Begin Data section
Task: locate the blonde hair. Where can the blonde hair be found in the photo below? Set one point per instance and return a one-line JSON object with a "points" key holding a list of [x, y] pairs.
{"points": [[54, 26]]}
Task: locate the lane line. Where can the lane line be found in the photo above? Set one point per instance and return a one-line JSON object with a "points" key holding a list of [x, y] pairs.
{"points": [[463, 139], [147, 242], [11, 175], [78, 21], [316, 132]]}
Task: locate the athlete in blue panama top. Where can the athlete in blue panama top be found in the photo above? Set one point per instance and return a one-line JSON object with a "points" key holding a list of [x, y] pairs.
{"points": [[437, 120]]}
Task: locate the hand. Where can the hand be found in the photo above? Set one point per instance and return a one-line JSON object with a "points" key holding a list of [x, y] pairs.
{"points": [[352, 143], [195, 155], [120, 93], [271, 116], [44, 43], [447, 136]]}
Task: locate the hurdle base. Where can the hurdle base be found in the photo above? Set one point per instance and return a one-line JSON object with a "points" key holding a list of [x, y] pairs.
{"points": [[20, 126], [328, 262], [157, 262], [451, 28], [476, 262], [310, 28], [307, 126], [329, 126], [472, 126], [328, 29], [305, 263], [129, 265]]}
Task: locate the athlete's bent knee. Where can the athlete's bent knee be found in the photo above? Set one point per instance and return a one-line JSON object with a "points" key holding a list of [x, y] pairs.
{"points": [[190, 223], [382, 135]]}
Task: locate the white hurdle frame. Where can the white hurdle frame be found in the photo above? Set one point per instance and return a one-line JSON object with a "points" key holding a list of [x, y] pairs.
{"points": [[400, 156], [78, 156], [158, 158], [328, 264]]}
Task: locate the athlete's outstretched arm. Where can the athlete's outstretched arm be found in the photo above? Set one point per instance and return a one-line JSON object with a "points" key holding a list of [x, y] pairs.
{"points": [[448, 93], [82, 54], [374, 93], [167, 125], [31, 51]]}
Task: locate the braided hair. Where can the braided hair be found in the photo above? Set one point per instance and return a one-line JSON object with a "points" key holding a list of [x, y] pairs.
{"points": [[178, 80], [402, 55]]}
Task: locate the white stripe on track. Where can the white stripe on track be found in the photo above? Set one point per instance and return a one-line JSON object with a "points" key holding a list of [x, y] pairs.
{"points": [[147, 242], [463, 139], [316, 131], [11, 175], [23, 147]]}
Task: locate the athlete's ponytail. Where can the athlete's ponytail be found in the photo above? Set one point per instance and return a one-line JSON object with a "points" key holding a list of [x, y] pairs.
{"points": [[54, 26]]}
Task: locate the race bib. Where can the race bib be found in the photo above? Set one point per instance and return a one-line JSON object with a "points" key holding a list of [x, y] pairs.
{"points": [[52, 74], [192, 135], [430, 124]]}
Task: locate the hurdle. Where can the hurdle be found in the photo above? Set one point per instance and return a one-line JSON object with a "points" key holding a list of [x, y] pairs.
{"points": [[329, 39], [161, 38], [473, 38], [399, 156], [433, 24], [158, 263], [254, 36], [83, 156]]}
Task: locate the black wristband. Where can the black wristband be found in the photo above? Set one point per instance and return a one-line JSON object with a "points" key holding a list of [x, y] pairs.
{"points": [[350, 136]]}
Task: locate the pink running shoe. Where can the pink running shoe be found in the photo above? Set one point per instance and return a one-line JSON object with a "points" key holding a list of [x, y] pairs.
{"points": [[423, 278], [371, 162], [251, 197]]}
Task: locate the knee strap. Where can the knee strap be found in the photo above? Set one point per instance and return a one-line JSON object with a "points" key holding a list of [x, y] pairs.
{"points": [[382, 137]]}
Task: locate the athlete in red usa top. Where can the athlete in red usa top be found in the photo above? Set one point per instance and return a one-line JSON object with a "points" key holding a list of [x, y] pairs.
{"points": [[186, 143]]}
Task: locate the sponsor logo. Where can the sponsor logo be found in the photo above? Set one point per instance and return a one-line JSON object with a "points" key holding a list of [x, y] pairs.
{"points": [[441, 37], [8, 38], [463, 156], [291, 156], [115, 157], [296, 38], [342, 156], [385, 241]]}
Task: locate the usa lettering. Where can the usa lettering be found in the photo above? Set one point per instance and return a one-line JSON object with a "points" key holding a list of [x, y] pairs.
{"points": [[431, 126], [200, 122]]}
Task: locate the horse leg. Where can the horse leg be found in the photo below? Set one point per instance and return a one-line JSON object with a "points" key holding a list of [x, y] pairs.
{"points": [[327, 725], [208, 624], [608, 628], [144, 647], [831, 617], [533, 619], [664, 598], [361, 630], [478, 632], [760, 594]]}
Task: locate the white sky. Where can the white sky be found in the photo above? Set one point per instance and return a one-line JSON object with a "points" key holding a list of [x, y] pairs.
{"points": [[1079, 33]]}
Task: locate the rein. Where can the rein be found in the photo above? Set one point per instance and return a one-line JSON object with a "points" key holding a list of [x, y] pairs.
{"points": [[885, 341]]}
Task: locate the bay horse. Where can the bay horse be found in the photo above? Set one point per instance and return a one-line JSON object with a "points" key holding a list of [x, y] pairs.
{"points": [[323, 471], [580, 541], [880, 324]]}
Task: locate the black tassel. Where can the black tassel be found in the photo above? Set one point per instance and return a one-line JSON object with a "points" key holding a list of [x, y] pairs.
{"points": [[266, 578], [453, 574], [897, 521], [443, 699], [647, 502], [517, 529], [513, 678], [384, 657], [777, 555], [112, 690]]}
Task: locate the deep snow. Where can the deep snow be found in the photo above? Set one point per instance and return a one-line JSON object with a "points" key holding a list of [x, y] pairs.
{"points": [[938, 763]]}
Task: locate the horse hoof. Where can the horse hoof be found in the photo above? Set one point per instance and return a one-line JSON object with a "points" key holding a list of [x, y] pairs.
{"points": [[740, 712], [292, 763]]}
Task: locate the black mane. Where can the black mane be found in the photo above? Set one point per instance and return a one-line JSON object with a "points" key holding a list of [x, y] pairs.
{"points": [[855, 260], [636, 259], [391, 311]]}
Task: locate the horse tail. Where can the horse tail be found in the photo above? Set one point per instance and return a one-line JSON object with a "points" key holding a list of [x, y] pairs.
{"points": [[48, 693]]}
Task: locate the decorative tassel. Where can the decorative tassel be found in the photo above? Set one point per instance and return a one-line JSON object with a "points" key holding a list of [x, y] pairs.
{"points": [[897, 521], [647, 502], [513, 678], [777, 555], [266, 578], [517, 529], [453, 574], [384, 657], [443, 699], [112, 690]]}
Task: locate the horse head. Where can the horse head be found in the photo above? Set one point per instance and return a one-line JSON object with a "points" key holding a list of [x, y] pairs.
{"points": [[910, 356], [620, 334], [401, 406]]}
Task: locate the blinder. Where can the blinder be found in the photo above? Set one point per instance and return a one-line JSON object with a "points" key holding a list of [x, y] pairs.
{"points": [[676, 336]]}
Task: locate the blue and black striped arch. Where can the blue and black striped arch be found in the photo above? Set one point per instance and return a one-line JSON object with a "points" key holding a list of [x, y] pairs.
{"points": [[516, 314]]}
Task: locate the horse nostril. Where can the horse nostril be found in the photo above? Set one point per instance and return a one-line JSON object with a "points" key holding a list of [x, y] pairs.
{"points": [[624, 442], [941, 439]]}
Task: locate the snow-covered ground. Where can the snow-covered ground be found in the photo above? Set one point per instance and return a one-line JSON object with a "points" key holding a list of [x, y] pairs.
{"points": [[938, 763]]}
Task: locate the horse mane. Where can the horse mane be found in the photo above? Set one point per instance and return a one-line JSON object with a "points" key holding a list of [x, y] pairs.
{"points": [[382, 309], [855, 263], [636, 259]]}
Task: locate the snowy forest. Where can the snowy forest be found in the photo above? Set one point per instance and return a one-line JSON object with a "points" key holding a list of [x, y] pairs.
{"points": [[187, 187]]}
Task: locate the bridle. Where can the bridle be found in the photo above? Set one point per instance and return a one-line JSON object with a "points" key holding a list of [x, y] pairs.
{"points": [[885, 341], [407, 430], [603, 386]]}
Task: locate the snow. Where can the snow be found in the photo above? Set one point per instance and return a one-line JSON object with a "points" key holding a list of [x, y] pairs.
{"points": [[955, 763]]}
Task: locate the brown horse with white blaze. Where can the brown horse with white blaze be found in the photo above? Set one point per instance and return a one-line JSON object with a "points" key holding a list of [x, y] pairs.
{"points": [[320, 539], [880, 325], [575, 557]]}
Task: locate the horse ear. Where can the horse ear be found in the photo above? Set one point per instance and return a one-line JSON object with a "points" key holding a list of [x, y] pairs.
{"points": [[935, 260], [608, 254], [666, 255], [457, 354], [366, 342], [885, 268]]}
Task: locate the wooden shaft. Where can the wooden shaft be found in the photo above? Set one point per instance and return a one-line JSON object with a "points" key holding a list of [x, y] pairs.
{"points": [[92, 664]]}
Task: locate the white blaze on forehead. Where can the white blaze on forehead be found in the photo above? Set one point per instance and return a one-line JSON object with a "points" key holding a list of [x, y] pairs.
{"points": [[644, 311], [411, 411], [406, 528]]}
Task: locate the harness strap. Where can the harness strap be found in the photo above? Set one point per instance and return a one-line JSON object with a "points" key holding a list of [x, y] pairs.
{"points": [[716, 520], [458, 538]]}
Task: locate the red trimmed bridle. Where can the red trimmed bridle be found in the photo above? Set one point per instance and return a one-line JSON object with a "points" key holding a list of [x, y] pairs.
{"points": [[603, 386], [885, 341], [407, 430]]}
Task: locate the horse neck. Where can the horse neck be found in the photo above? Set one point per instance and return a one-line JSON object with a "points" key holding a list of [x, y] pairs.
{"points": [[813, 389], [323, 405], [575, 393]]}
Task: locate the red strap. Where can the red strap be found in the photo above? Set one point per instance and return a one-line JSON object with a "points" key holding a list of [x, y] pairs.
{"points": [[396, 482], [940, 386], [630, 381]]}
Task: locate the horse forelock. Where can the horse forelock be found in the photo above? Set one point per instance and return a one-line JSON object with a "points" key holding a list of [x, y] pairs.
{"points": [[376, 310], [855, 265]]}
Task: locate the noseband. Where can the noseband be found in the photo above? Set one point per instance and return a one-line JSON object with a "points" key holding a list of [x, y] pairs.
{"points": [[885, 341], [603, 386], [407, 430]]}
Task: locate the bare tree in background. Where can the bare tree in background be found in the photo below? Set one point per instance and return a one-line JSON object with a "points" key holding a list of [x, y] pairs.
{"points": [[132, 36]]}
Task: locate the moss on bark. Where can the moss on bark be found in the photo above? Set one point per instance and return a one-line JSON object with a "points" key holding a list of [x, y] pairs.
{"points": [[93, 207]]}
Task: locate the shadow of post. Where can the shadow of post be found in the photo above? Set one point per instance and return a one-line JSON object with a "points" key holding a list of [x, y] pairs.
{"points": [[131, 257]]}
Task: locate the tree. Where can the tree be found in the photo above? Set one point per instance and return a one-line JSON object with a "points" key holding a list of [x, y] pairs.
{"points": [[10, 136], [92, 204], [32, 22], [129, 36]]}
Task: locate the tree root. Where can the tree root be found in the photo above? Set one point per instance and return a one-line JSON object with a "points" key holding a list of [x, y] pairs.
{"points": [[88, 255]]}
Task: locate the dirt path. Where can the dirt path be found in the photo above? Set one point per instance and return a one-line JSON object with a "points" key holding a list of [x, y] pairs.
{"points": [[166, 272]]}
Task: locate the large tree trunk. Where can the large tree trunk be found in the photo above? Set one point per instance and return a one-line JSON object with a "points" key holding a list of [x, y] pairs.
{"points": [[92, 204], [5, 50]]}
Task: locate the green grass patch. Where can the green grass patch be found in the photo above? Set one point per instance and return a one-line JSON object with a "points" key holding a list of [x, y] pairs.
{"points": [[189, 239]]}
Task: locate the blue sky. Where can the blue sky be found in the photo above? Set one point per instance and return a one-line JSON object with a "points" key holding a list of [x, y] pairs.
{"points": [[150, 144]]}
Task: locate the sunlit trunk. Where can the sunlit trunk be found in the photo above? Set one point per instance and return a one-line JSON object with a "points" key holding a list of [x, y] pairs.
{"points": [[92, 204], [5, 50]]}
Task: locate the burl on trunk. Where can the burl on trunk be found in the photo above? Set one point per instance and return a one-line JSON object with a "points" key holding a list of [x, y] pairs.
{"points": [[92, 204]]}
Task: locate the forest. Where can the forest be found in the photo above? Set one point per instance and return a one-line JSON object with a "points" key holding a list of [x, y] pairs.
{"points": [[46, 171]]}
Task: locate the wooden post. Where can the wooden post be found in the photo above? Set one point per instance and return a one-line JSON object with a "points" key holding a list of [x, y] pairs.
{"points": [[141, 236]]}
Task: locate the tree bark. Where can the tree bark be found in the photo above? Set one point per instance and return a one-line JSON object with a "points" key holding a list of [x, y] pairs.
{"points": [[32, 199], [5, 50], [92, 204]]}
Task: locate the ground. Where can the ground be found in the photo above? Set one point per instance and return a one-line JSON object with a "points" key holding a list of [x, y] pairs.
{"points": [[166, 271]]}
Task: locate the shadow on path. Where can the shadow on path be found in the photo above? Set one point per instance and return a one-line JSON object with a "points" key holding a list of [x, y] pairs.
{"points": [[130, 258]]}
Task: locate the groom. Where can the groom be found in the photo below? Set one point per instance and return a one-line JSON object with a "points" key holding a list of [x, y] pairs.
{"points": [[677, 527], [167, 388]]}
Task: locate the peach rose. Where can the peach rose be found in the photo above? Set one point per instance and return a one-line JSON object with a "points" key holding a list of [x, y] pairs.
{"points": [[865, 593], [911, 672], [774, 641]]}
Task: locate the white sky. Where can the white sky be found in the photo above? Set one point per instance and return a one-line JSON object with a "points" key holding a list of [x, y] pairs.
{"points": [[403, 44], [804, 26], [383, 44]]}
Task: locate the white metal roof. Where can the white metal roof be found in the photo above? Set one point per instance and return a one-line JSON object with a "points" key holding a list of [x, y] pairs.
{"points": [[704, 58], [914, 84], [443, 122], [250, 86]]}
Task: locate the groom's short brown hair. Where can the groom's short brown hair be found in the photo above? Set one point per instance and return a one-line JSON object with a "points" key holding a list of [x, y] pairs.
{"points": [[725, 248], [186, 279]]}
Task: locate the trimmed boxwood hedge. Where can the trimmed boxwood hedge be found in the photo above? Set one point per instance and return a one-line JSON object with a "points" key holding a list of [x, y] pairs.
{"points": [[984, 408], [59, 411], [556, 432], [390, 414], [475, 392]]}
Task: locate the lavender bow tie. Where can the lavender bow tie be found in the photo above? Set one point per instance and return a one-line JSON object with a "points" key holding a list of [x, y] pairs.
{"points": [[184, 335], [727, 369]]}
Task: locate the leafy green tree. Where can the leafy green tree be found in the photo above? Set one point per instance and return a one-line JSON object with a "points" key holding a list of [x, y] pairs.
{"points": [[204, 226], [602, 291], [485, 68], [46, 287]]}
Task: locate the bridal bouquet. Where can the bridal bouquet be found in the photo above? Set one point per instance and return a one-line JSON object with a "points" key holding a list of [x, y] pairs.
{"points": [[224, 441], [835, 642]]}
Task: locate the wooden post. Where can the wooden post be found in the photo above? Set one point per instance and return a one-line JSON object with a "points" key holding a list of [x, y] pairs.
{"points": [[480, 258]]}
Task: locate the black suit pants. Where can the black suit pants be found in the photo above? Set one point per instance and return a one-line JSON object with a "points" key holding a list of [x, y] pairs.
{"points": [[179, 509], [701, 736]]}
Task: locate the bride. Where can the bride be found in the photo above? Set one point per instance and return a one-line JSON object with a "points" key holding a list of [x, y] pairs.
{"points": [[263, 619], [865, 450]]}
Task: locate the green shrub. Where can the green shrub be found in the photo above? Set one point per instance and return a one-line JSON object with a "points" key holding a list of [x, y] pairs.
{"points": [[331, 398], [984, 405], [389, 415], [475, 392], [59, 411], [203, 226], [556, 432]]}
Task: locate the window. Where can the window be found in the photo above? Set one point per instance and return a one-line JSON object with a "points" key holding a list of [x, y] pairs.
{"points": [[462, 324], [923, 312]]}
End Data section
Task prompt:
Beginning at the line that contains "Task: locate the black suit", retype each line of the listing up to and including the last one, exactly as it stands, and nothing else.

Finished answer:
Task: locate the black suit pants. Where can the black suit pants be found in the photo above? Set one point per instance and return a one-line JSON object with a "points" key holding a list of [x, y] pairs.
{"points": [[179, 509], [701, 736]]}
Task: locate the bride. Where can the bride be found in the photo above? Set one point per instance and return a one-line JSON object with a "points" key holding a list of [x, y] pairs.
{"points": [[263, 619], [865, 450]]}
Task: locate the green shrub. Where can the green shrub be found in the photo above? Set one point per instance and return a one-line JSON object with a "points" key holding a list of [x, y] pairs.
{"points": [[331, 398], [984, 405], [389, 415], [475, 392], [59, 411], [203, 226], [556, 432]]}
Task: locate the window. Where can the window be found in the photo above? Set one point per instance and return a one-line JSON object with a "points" key holding a list of [x, y] pairs.
{"points": [[462, 324], [923, 312]]}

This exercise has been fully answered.